REQUIRED WORK:
Copy every record below exactly, leaving out any pictures.

Collection entries
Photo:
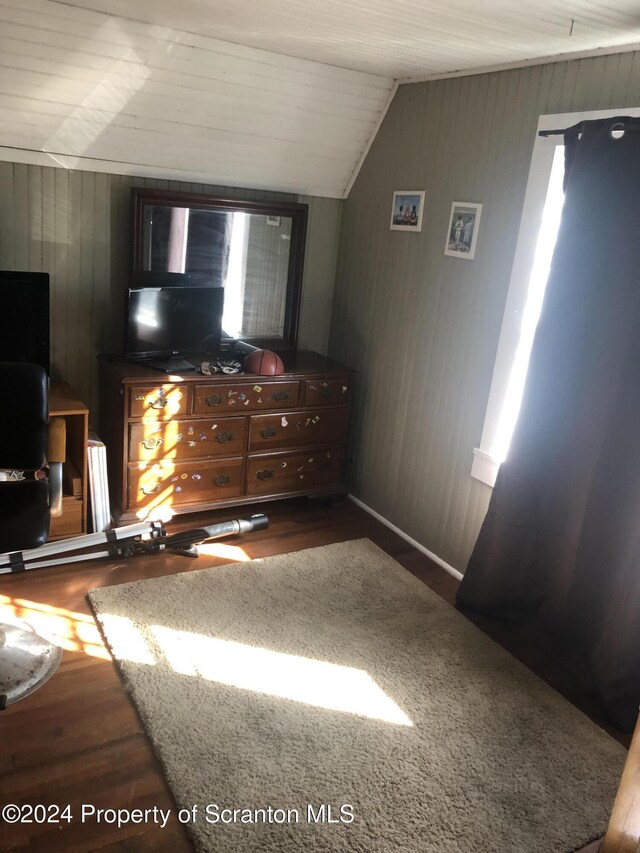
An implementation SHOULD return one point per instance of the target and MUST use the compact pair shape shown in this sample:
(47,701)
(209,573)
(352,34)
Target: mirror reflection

RESPONSE AREA:
Photo:
An implementation SHOULD return one point per instance of the target and MUST use the compact pair shape shown in this sample:
(47,701)
(209,573)
(352,34)
Target: mirror reflection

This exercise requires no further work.